Extracted text |

The analysis of the roots of the concept of personal data and of the evolution of its acceptance, sends back to the very long and difficult journey from the very first European founding texts to the consecration of the right to privacy rooted in the obstinacy of its two defenders Samuel Warren and Louis Brandeis whose seminal works have impacted international law as a whole.
Personal information identified as data, has become coveted resources by the worlds of economy, electronic business, biomedicine and criminology. The dematerialization of individual characteristics brought with it an immense wave of issues and conflicts in relation with procedures of collection, processing, circulation and confidentiality of this type of data, especially when it dealt with sensitive identifiers such as genetic data.
Technically unattainable until now, the secrets of life and heredity are currently being offered to the general public, who often finds itself powerless when facing companies willing to exploit the richness of their intimate self.

Exercise requirements |
[A] In the passage on personal data, what does the dematerialization of individual characteristics bring with it, and in connection with what? Answer in one to three sentences.
[B] Repeat the stretch from "Personal information identified" through "their intimate self." in the passage on personal data.
[C] Pick up the passage on personal data after its last sentence and carry it on.

Dataset items |
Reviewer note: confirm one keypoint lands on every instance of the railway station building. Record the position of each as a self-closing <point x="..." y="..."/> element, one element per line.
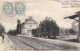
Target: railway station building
<point x="27" y="26"/>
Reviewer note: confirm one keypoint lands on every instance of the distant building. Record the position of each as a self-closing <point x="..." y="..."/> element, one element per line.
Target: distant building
<point x="27" y="26"/>
<point x="75" y="26"/>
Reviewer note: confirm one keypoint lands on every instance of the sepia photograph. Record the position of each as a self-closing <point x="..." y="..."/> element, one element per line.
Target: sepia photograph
<point x="39" y="25"/>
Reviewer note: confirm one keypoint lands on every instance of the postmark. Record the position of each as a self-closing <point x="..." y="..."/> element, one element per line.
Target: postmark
<point x="8" y="8"/>
<point x="19" y="8"/>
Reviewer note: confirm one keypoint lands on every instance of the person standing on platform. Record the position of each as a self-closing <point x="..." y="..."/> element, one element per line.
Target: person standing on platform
<point x="3" y="36"/>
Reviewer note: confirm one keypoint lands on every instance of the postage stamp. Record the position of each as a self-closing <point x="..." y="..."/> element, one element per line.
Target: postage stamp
<point x="19" y="8"/>
<point x="8" y="8"/>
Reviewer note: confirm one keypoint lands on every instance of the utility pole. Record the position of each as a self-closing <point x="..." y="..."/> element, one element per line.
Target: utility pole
<point x="77" y="14"/>
<point x="79" y="29"/>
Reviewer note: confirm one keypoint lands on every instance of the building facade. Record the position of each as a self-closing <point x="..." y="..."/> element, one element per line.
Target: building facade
<point x="75" y="26"/>
<point x="27" y="26"/>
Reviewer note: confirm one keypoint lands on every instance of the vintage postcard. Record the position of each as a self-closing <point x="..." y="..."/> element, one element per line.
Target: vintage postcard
<point x="39" y="25"/>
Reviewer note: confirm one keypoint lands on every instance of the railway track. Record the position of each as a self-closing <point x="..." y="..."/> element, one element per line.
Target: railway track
<point x="37" y="44"/>
<point x="21" y="45"/>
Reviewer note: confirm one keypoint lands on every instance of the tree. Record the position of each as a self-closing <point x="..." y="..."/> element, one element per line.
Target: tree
<point x="49" y="25"/>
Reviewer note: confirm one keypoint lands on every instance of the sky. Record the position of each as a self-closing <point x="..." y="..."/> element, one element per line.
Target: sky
<point x="38" y="9"/>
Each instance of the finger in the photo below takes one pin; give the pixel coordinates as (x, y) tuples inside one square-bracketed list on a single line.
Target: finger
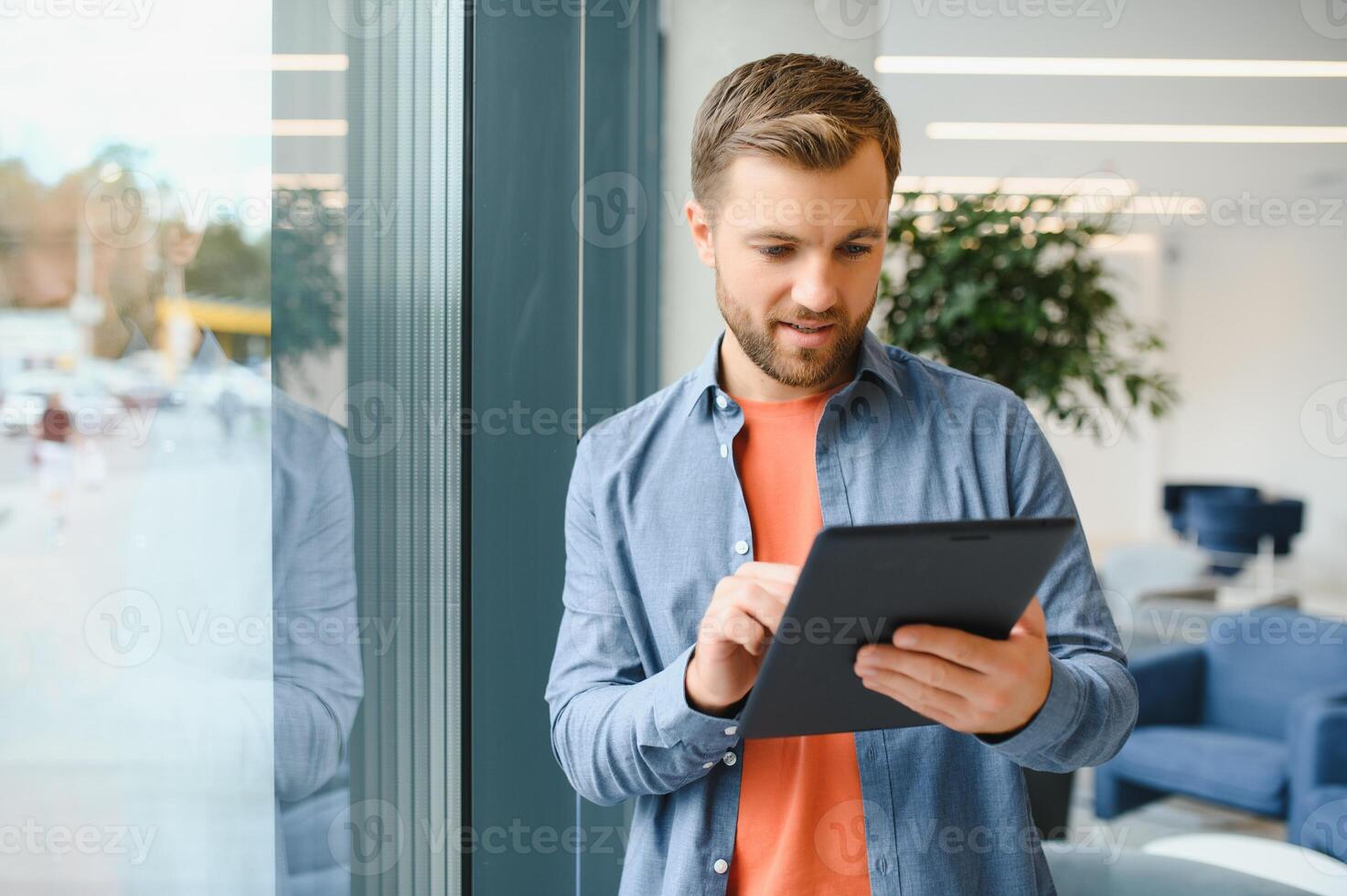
[(745, 631), (1032, 622), (786, 573), (761, 603), (923, 667), (953, 645), (914, 694)]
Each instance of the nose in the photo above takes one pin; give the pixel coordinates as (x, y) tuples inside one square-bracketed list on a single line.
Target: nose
[(817, 287)]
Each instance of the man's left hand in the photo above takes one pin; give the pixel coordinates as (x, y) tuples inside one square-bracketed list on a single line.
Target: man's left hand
[(970, 683)]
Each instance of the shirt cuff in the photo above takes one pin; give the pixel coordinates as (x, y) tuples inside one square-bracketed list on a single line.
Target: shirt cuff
[(1053, 724), (708, 736)]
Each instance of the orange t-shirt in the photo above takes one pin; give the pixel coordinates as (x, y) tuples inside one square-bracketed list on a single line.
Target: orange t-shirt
[(802, 827)]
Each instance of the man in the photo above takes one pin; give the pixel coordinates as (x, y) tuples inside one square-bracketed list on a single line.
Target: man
[(689, 515)]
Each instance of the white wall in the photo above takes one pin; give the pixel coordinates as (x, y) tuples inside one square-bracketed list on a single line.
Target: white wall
[(1255, 315)]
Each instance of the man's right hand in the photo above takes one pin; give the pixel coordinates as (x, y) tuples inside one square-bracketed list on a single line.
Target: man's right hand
[(734, 634)]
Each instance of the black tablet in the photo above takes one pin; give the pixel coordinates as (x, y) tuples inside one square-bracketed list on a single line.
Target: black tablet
[(861, 582)]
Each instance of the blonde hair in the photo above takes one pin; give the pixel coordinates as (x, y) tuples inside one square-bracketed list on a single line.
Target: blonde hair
[(810, 111)]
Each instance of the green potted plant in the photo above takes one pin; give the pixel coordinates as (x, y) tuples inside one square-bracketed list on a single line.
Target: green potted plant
[(1010, 289)]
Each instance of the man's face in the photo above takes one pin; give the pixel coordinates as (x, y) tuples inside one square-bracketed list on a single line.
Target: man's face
[(795, 248)]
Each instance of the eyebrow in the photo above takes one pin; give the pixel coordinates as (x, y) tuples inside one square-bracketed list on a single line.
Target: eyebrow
[(782, 236)]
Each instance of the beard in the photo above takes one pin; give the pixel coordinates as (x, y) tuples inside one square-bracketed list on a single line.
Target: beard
[(792, 366)]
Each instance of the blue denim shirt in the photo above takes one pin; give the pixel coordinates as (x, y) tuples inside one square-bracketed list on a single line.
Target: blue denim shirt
[(655, 517)]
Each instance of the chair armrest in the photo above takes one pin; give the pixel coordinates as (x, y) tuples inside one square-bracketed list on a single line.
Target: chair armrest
[(1316, 739), (1170, 686)]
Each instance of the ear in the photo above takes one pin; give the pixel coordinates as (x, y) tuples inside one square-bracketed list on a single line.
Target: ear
[(700, 229)]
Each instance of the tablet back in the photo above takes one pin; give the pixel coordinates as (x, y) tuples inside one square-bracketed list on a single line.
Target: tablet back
[(861, 582)]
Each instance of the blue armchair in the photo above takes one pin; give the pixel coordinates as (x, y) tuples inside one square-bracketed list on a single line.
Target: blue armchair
[(1255, 719)]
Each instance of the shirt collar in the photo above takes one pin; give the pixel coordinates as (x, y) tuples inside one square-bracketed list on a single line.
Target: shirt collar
[(874, 361)]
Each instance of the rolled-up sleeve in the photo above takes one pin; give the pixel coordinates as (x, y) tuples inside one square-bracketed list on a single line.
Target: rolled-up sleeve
[(618, 730), (1091, 704)]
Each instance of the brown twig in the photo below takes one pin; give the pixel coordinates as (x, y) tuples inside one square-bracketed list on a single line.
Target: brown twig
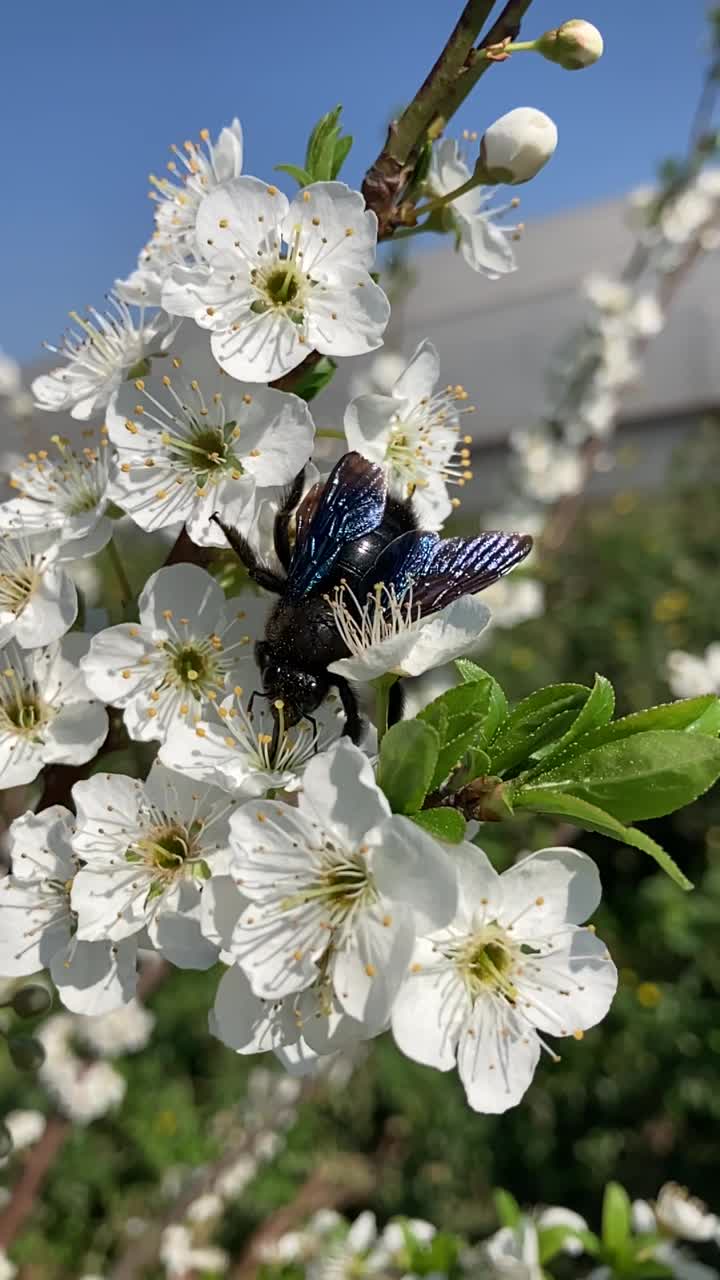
[(446, 86), (42, 1156)]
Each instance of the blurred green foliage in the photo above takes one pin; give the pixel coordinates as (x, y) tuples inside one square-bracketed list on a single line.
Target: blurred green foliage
[(637, 1101)]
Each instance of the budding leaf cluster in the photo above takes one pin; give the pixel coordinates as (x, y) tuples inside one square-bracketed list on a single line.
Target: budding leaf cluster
[(559, 752)]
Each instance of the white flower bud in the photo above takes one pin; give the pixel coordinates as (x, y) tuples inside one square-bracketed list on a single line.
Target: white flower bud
[(574, 45), (516, 146)]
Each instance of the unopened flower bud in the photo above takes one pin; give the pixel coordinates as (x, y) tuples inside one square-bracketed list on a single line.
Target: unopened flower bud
[(26, 1052), (5, 1141), (516, 146), (31, 1001), (574, 45)]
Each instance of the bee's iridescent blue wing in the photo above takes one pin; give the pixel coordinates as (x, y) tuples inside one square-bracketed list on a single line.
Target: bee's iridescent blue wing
[(350, 504), (402, 561), (442, 571)]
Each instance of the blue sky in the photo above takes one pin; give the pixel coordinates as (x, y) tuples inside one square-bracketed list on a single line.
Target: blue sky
[(98, 92)]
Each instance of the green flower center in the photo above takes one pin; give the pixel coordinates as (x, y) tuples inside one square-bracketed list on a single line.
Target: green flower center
[(23, 713), (208, 451), (191, 666), (486, 961)]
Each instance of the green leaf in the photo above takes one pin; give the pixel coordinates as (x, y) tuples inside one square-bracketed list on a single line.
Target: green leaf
[(689, 714), (506, 1207), (408, 760), (341, 151), (543, 717), (443, 823), (497, 707), (464, 713), (592, 818), (595, 714), (475, 766), (615, 1217), (645, 776), (315, 379), (551, 1240), (301, 176)]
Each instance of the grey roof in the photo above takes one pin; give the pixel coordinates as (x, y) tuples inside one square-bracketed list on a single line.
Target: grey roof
[(497, 338)]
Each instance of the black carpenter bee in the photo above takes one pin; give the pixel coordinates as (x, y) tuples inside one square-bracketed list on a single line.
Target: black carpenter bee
[(349, 533)]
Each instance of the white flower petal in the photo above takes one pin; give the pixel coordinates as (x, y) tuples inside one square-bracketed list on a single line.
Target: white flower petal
[(497, 1055)]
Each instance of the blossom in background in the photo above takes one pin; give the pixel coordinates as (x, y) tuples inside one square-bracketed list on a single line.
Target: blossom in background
[(675, 1214), (386, 635), (195, 170), (192, 442), (337, 890), (691, 676), (414, 434), (281, 279), (231, 748), (48, 714), (64, 494), (180, 1256), (147, 849), (37, 927), (188, 649), (124, 1029), (513, 964), (37, 597), (26, 1128), (518, 145), (484, 242), (99, 353), (82, 1091)]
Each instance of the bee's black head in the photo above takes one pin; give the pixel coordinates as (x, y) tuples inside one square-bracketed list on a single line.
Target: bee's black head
[(299, 691)]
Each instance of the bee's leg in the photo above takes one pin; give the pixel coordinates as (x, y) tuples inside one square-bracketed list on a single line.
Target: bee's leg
[(314, 723), (259, 572), (396, 703), (352, 718), (281, 535)]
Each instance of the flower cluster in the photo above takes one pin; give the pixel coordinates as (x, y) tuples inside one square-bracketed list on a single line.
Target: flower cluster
[(623, 315), (250, 823)]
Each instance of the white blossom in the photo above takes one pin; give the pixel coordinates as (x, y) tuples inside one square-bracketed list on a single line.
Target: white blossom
[(518, 145), (575, 44), (26, 1128), (83, 1091), (387, 635), (514, 600), (691, 676), (281, 279), (192, 442), (99, 353), (513, 964), (190, 648), (514, 1252), (67, 496), (39, 928), (337, 890), (484, 242), (37, 595), (147, 849), (232, 746), (126, 1029), (48, 714), (414, 434), (675, 1214)]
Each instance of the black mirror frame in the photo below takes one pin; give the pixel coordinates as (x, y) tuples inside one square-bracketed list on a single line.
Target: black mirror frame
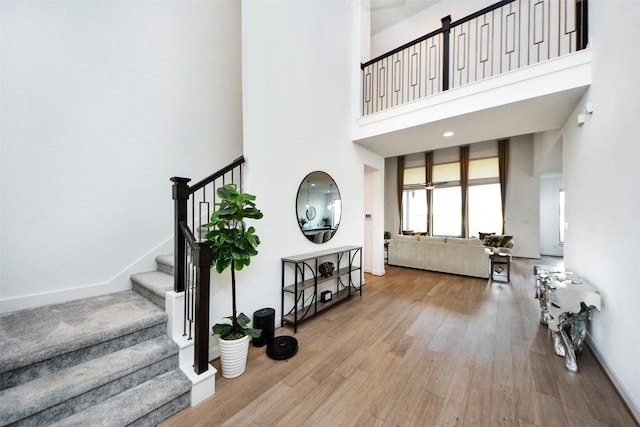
[(318, 234)]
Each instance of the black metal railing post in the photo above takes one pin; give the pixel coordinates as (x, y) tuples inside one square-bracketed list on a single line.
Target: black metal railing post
[(446, 33), (180, 192), (582, 24), (202, 257)]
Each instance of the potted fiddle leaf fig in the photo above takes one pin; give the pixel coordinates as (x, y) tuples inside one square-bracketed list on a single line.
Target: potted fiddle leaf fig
[(233, 244)]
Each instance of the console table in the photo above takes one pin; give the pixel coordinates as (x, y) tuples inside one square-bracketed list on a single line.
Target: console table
[(502, 261), (313, 285), (566, 303)]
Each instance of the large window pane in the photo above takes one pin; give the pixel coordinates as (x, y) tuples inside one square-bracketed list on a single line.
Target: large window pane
[(483, 168), (447, 204), (485, 209), (414, 175), (414, 207), (446, 172)]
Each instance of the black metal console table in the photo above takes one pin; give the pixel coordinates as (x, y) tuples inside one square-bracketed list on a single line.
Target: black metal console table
[(311, 290)]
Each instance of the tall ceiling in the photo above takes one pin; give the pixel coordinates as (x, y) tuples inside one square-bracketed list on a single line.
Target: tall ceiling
[(385, 13)]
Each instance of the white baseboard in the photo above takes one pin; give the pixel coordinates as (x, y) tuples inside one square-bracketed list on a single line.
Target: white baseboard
[(203, 385), (633, 407)]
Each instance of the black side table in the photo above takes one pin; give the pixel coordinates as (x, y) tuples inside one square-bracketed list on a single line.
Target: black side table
[(499, 263)]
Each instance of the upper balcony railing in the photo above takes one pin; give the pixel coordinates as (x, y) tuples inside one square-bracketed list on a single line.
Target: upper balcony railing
[(503, 37)]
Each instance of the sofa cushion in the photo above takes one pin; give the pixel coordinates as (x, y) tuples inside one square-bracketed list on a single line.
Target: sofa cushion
[(405, 237), (431, 239), (460, 241)]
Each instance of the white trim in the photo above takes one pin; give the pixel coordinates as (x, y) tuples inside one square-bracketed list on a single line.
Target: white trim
[(624, 394)]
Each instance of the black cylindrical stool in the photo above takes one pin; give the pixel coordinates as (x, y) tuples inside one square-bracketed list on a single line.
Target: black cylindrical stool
[(264, 319)]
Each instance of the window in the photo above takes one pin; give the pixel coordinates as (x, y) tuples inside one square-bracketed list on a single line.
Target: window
[(447, 208), (447, 199), (414, 207), (414, 201), (562, 223), (485, 209)]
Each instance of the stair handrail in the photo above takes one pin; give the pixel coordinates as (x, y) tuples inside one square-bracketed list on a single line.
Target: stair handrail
[(193, 256)]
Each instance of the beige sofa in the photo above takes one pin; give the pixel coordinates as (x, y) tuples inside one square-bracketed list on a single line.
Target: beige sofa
[(466, 257)]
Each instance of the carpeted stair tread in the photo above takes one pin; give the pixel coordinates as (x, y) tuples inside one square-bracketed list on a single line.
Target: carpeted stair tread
[(78, 387), (154, 285), (147, 404), (39, 334), (165, 263)]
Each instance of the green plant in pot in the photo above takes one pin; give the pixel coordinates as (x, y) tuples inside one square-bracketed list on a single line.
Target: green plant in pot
[(233, 244)]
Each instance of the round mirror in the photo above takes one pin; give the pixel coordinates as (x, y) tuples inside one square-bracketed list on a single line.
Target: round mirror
[(318, 207)]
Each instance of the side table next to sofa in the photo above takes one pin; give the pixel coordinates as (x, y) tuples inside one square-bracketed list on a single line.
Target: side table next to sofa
[(500, 261)]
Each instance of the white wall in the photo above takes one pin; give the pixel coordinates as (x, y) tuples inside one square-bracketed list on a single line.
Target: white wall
[(423, 23), (103, 102), (523, 202), (602, 196), (550, 187), (298, 62)]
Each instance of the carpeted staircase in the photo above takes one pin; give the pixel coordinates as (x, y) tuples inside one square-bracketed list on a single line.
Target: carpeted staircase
[(103, 361)]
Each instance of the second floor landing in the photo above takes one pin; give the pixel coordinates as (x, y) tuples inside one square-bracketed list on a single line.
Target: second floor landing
[(532, 99)]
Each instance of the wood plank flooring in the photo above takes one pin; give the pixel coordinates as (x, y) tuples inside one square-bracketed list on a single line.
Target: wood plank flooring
[(419, 349)]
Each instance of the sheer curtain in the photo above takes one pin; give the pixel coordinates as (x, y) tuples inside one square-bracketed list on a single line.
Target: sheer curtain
[(464, 188), (503, 169), (428, 176), (400, 187)]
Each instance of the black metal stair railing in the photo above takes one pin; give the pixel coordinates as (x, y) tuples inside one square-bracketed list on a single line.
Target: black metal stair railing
[(503, 37), (193, 206)]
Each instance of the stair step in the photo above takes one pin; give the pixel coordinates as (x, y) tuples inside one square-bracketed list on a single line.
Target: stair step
[(38, 341), (144, 405), (153, 285), (165, 263), (68, 391)]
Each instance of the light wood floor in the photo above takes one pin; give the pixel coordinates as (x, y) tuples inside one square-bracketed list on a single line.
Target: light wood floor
[(419, 349)]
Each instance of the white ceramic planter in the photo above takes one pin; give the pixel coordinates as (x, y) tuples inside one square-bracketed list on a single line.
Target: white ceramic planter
[(233, 356)]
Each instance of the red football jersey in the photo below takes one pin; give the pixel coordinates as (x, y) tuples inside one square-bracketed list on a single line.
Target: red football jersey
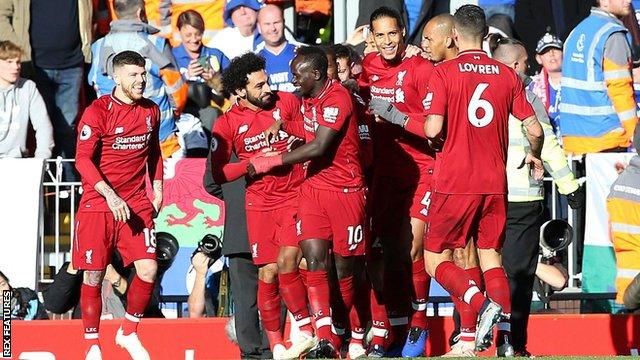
[(475, 94), (404, 85), (115, 143), (241, 131), (340, 167)]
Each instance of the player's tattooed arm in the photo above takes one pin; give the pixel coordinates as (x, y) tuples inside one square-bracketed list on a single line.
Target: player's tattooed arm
[(117, 206), (157, 195)]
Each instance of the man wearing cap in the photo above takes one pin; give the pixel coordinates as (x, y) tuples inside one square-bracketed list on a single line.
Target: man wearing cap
[(546, 84), (525, 202), (241, 34), (598, 109)]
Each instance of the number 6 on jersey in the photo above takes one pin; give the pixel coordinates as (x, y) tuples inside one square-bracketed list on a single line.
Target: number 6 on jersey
[(477, 103)]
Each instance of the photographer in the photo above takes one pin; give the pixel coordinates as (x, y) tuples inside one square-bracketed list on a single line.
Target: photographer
[(200, 300)]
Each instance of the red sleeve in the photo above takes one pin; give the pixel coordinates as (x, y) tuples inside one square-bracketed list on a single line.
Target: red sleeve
[(89, 137), (335, 110), (521, 108), (221, 148), (435, 100), (293, 121), (154, 162), (422, 75)]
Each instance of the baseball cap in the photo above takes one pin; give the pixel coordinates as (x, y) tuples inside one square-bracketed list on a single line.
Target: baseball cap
[(233, 4), (547, 41)]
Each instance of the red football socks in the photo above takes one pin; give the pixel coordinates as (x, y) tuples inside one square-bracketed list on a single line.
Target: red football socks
[(318, 291), (295, 297), (420, 294), (459, 284), (379, 320), (270, 311), (138, 296), (91, 305)]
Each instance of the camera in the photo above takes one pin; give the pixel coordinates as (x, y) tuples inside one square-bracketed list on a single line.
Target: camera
[(210, 246), (555, 235)]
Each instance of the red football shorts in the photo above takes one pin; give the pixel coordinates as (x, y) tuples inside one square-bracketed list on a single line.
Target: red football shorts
[(456, 218), (269, 230), (337, 216), (395, 200), (97, 234)]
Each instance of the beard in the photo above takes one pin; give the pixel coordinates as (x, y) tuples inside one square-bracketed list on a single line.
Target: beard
[(263, 102)]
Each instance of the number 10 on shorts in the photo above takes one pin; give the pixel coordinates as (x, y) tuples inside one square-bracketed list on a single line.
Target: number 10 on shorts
[(355, 236)]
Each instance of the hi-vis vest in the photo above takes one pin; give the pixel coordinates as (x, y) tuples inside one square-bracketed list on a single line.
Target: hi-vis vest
[(522, 187), (586, 111), (623, 205)]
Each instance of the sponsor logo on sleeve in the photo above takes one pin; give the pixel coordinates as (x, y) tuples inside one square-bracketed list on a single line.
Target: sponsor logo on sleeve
[(330, 114), (85, 133)]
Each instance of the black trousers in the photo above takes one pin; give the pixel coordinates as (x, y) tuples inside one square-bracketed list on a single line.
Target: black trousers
[(244, 288), (520, 259)]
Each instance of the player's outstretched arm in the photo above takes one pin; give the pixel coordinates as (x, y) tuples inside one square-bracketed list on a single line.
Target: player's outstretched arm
[(535, 135), (308, 151), (413, 123), (117, 206)]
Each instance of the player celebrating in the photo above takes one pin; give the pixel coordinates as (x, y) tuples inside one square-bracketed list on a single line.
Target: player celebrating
[(470, 98), (117, 147), (331, 208), (271, 199), (402, 175)]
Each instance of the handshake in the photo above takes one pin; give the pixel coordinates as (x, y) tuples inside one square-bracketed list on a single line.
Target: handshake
[(264, 161)]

Your written answers |
[A] It brings a huge wave of issues and conflicts over how this kind of data is collected, processed, circulated and kept confidential. This is especially true when it involves sensitive identifiers such as genetic data.

[B]
Personal information identified as data, has become coveted resources by the worlds of economy, electronic business, biomedicine and criminology. The dematerialization of individual characteristics brought with it an immense wave of issues and conflicts in relation with procedures of collection, processing, circulation and confidentiality of this type of data, especially when it dealt with sensitive identifiers such as genetic data.
Technically unattainable until now, the secrets of life and heredity are currently being offered to the general public, who often finds itself powerless when facing companies willing to exploit the richness of their intimate self.

[C]
The newly revealed potentialities of human genetic engineering, has put forth the weakness and inefficiencies of outdated legal and normative texts which, because of their inadequacy to societal evolution, lead to rigid divisions of principles before genetic technologies who aspire to take advantage of the understanding of genomes in order to improve the well being of people.
It is necessary, today, to remove any passionate feeling to temper emotional debates by redefining, as soon as possible, the legal status of genetic data and the information that their exploitation can deliver.